**Input**
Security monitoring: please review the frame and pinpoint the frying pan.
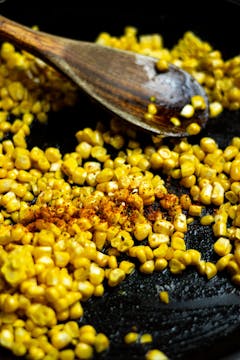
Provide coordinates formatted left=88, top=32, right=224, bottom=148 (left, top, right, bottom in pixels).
left=1, top=0, right=240, bottom=359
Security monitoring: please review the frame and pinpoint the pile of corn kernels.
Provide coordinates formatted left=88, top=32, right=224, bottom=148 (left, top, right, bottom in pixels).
left=0, top=27, right=240, bottom=360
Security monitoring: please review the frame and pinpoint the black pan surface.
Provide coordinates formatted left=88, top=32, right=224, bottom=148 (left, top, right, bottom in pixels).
left=0, top=1, right=240, bottom=359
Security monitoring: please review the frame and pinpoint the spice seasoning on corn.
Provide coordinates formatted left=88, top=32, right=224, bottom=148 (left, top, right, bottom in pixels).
left=0, top=26, right=240, bottom=360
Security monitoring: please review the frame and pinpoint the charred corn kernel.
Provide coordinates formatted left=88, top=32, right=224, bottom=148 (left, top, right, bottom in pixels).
left=145, top=349, right=169, bottom=360
left=124, top=331, right=139, bottom=344
left=180, top=194, right=191, bottom=210
left=75, top=342, right=93, bottom=360
left=214, top=237, right=232, bottom=256
left=159, top=291, right=169, bottom=304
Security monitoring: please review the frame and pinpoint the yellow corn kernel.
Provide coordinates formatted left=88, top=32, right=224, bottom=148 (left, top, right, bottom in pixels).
left=180, top=104, right=194, bottom=118
left=140, top=260, right=155, bottom=274
left=124, top=331, right=139, bottom=344
left=153, top=219, right=174, bottom=235
left=75, top=342, right=94, bottom=360
left=145, top=348, right=169, bottom=360
left=214, top=237, right=232, bottom=256
left=154, top=258, right=168, bottom=272
left=108, top=268, right=125, bottom=287
left=169, top=258, right=185, bottom=274
left=119, top=260, right=135, bottom=274
left=211, top=182, right=225, bottom=206
left=148, top=233, right=169, bottom=248
left=94, top=333, right=109, bottom=353
left=216, top=254, right=233, bottom=271
left=69, top=301, right=83, bottom=320
left=186, top=122, right=202, bottom=135
left=170, top=117, right=181, bottom=127
left=200, top=214, right=214, bottom=226
left=89, top=263, right=105, bottom=286
left=173, top=213, right=187, bottom=232
left=59, top=349, right=75, bottom=360
left=50, top=330, right=72, bottom=350
left=180, top=161, right=195, bottom=177
left=134, top=222, right=152, bottom=241
left=171, top=236, right=186, bottom=251
left=159, top=291, right=169, bottom=304
left=0, top=327, right=14, bottom=348
left=230, top=159, right=240, bottom=181
left=26, top=303, right=57, bottom=327
left=209, top=101, right=223, bottom=117
left=213, top=221, right=227, bottom=237
left=140, top=333, right=153, bottom=344
left=191, top=95, right=206, bottom=110
left=205, top=262, right=217, bottom=279
left=188, top=205, right=202, bottom=217
left=54, top=251, right=70, bottom=268
left=156, top=59, right=169, bottom=72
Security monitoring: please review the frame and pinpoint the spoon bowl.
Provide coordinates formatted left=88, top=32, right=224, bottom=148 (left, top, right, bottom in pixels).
left=0, top=15, right=209, bottom=137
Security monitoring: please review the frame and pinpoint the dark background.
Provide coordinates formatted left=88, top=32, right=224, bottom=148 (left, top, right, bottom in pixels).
left=1, top=0, right=240, bottom=359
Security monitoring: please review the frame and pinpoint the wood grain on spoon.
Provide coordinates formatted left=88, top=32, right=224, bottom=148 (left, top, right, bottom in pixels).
left=0, top=15, right=209, bottom=137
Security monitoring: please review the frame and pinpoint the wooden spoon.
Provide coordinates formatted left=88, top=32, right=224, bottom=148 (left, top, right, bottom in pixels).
left=0, top=15, right=209, bottom=137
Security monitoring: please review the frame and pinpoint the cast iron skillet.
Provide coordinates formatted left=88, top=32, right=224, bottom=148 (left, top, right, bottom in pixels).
left=1, top=0, right=240, bottom=359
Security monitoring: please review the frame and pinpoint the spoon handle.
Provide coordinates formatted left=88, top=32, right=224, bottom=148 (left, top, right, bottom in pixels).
left=0, top=15, right=67, bottom=60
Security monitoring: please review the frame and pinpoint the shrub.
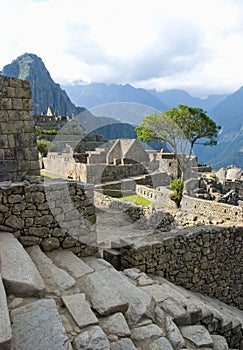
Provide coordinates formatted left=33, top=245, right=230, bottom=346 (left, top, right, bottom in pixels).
left=169, top=179, right=184, bottom=208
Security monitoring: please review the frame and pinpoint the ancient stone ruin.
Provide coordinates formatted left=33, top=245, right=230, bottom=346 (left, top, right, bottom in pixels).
left=0, top=76, right=40, bottom=181
left=0, top=75, right=242, bottom=350
left=0, top=75, right=97, bottom=256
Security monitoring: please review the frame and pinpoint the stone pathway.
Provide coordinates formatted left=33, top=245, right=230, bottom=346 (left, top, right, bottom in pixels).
left=96, top=207, right=154, bottom=251
left=0, top=230, right=242, bottom=349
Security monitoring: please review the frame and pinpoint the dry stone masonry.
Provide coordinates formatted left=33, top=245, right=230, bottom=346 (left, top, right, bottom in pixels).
left=0, top=75, right=97, bottom=256
left=0, top=75, right=243, bottom=349
left=0, top=179, right=97, bottom=256
left=107, top=225, right=243, bottom=310
left=0, top=75, right=39, bottom=181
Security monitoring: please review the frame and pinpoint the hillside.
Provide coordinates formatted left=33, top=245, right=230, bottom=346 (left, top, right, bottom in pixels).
left=196, top=87, right=243, bottom=169
left=1, top=53, right=81, bottom=116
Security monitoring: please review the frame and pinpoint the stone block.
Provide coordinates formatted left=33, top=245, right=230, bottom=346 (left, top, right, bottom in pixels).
left=1, top=98, right=12, bottom=109
left=73, top=326, right=110, bottom=350
left=26, top=245, right=76, bottom=293
left=0, top=274, right=12, bottom=350
left=103, top=248, right=121, bottom=270
left=40, top=237, right=60, bottom=252
left=180, top=325, right=213, bottom=348
left=148, top=337, right=174, bottom=350
left=99, top=312, right=131, bottom=337
left=62, top=293, right=98, bottom=328
left=12, top=98, right=23, bottom=110
left=9, top=77, right=23, bottom=88
left=47, top=249, right=94, bottom=279
left=110, top=338, right=137, bottom=350
left=77, top=271, right=128, bottom=316
left=11, top=298, right=73, bottom=350
left=0, top=232, right=45, bottom=297
left=165, top=317, right=185, bottom=350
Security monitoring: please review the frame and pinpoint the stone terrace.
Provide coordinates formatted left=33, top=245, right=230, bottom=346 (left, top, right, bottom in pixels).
left=0, top=234, right=243, bottom=349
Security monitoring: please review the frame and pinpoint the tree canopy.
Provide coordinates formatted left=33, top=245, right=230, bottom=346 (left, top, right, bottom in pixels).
left=136, top=104, right=220, bottom=158
left=135, top=104, right=221, bottom=206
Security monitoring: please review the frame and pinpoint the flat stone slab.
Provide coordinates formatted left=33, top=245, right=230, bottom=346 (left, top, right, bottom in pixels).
left=82, top=256, right=113, bottom=271
left=99, top=312, right=131, bottom=337
left=110, top=338, right=137, bottom=350
left=211, top=335, right=229, bottom=350
left=47, top=249, right=94, bottom=279
left=11, top=298, right=73, bottom=350
left=97, top=266, right=155, bottom=325
left=131, top=324, right=164, bottom=343
left=26, top=245, right=76, bottom=294
left=0, top=232, right=45, bottom=297
left=180, top=325, right=213, bottom=348
left=77, top=271, right=128, bottom=316
left=165, top=317, right=185, bottom=350
left=148, top=337, right=174, bottom=350
left=62, top=293, right=98, bottom=328
left=0, top=275, right=11, bottom=350
left=73, top=326, right=110, bottom=350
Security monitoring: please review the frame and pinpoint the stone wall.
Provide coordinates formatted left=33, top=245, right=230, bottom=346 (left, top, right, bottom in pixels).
left=117, top=225, right=243, bottom=309
left=180, top=194, right=243, bottom=222
left=0, top=179, right=97, bottom=257
left=136, top=185, right=243, bottom=222
left=136, top=184, right=174, bottom=208
left=94, top=191, right=175, bottom=231
left=44, top=153, right=147, bottom=183
left=0, top=75, right=40, bottom=181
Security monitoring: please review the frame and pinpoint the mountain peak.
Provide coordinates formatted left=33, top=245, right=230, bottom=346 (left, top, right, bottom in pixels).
left=1, top=53, right=80, bottom=116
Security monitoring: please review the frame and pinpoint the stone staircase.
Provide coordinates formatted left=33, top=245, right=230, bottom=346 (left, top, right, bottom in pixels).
left=0, top=231, right=242, bottom=349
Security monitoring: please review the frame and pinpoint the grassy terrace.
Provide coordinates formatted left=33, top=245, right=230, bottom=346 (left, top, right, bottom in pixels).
left=121, top=194, right=153, bottom=206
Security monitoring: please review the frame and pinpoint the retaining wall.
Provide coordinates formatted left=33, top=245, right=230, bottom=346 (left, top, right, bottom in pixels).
left=136, top=185, right=243, bottom=222
left=0, top=180, right=97, bottom=257
left=118, top=225, right=243, bottom=309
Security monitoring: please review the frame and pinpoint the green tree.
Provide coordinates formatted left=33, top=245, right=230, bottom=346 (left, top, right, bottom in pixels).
left=135, top=104, right=220, bottom=207
left=37, top=139, right=52, bottom=157
left=169, top=179, right=184, bottom=209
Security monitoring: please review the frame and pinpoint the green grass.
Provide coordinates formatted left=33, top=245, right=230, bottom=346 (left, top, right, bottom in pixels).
left=121, top=194, right=152, bottom=206
left=40, top=170, right=59, bottom=179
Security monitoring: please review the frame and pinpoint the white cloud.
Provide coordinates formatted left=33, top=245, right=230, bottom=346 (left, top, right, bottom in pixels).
left=1, top=0, right=243, bottom=96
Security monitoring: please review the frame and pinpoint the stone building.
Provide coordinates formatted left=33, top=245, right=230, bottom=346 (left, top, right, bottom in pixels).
left=44, top=138, right=151, bottom=183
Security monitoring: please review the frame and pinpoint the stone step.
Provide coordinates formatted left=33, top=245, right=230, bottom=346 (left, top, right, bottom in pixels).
left=149, top=275, right=216, bottom=324
left=72, top=325, right=110, bottom=350
left=26, top=245, right=77, bottom=295
left=194, top=292, right=243, bottom=333
left=76, top=270, right=129, bottom=316
left=150, top=275, right=243, bottom=348
left=46, top=249, right=94, bottom=279
left=141, top=283, right=202, bottom=326
left=61, top=293, right=98, bottom=328
left=84, top=258, right=156, bottom=325
left=0, top=232, right=45, bottom=298
left=11, top=298, right=73, bottom=350
left=0, top=274, right=12, bottom=350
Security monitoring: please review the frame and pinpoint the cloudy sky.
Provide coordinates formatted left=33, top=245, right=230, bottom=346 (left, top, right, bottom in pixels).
left=1, top=0, right=243, bottom=97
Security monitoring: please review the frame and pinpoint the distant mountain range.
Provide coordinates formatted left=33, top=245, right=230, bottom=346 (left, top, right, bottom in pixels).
left=150, top=89, right=229, bottom=111
left=1, top=53, right=242, bottom=169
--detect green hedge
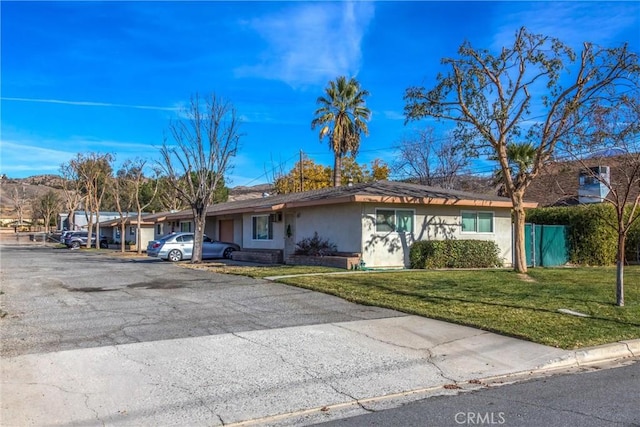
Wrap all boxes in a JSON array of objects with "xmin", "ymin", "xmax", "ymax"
[
  {"xmin": 526, "ymin": 204, "xmax": 640, "ymax": 265},
  {"xmin": 410, "ymin": 240, "xmax": 503, "ymax": 269}
]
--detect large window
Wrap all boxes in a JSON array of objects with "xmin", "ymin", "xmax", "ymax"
[
  {"xmin": 375, "ymin": 209, "xmax": 414, "ymax": 233},
  {"xmin": 180, "ymin": 222, "xmax": 191, "ymax": 232},
  {"xmin": 461, "ymin": 211, "xmax": 494, "ymax": 233},
  {"xmin": 252, "ymin": 215, "xmax": 273, "ymax": 240}
]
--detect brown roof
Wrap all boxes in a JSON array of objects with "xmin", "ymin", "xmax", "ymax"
[
  {"xmin": 165, "ymin": 180, "xmax": 527, "ymax": 220},
  {"xmin": 527, "ymin": 156, "xmax": 639, "ymax": 207},
  {"xmin": 97, "ymin": 211, "xmax": 173, "ymax": 227}
]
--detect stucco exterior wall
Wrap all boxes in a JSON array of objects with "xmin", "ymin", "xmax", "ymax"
[
  {"xmin": 291, "ymin": 204, "xmax": 362, "ymax": 254},
  {"xmin": 361, "ymin": 204, "xmax": 513, "ymax": 268},
  {"xmin": 240, "ymin": 205, "xmax": 362, "ymax": 253},
  {"xmin": 234, "ymin": 202, "xmax": 514, "ymax": 268}
]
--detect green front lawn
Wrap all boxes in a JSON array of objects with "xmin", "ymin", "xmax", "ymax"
[
  {"xmin": 275, "ymin": 266, "xmax": 640, "ymax": 349},
  {"xmin": 181, "ymin": 263, "xmax": 342, "ymax": 278}
]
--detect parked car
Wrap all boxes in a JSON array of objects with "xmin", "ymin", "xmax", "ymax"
[
  {"xmin": 146, "ymin": 232, "xmax": 240, "ymax": 262},
  {"xmin": 64, "ymin": 231, "xmax": 109, "ymax": 249}
]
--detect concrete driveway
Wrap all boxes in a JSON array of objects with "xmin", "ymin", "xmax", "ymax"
[{"xmin": 1, "ymin": 243, "xmax": 569, "ymax": 426}]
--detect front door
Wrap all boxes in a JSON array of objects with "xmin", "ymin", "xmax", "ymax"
[
  {"xmin": 284, "ymin": 213, "xmax": 296, "ymax": 260},
  {"xmin": 219, "ymin": 219, "xmax": 234, "ymax": 242}
]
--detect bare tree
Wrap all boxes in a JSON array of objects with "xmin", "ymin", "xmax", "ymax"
[
  {"xmin": 394, "ymin": 128, "xmax": 469, "ymax": 189},
  {"xmin": 71, "ymin": 153, "xmax": 114, "ymax": 248},
  {"xmin": 59, "ymin": 161, "xmax": 83, "ymax": 231},
  {"xmin": 33, "ymin": 190, "xmax": 61, "ymax": 233},
  {"xmin": 404, "ymin": 27, "xmax": 639, "ymax": 273},
  {"xmin": 565, "ymin": 94, "xmax": 640, "ymax": 306},
  {"xmin": 10, "ymin": 186, "xmax": 28, "ymax": 229},
  {"xmin": 113, "ymin": 164, "xmax": 136, "ymax": 252},
  {"xmin": 127, "ymin": 159, "xmax": 159, "ymax": 254},
  {"xmin": 158, "ymin": 93, "xmax": 240, "ymax": 263}
]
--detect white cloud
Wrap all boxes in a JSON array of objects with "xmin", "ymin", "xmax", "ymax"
[
  {"xmin": 1, "ymin": 97, "xmax": 178, "ymax": 112},
  {"xmin": 492, "ymin": 2, "xmax": 638, "ymax": 51},
  {"xmin": 0, "ymin": 141, "xmax": 76, "ymax": 175},
  {"xmin": 0, "ymin": 135, "xmax": 163, "ymax": 178},
  {"xmin": 235, "ymin": 1, "xmax": 375, "ymax": 88},
  {"xmin": 383, "ymin": 110, "xmax": 405, "ymax": 121}
]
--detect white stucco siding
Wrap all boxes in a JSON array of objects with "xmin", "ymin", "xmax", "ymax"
[
  {"xmin": 293, "ymin": 204, "xmax": 362, "ymax": 254},
  {"xmin": 361, "ymin": 205, "xmax": 513, "ymax": 268}
]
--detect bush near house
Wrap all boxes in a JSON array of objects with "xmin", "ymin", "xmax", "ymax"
[
  {"xmin": 410, "ymin": 240, "xmax": 503, "ymax": 269},
  {"xmin": 295, "ymin": 232, "xmax": 337, "ymax": 256},
  {"xmin": 527, "ymin": 204, "xmax": 640, "ymax": 265}
]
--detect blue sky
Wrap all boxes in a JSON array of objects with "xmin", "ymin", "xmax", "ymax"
[{"xmin": 2, "ymin": 1, "xmax": 639, "ymax": 186}]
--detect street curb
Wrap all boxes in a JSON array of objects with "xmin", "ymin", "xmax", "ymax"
[{"xmin": 537, "ymin": 339, "xmax": 640, "ymax": 370}]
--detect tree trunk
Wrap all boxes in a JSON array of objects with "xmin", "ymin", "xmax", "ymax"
[
  {"xmin": 616, "ymin": 232, "xmax": 625, "ymax": 307},
  {"xmin": 512, "ymin": 192, "xmax": 528, "ymax": 273},
  {"xmin": 191, "ymin": 205, "xmax": 206, "ymax": 263},
  {"xmin": 120, "ymin": 223, "xmax": 126, "ymax": 253},
  {"xmin": 95, "ymin": 212, "xmax": 101, "ymax": 249},
  {"xmin": 136, "ymin": 210, "xmax": 143, "ymax": 255},
  {"xmin": 333, "ymin": 154, "xmax": 342, "ymax": 187}
]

**Goal of the exercise**
In the entries, some lines may contain the word "wall". Give how many do, as a number by itself.

**Solution**
3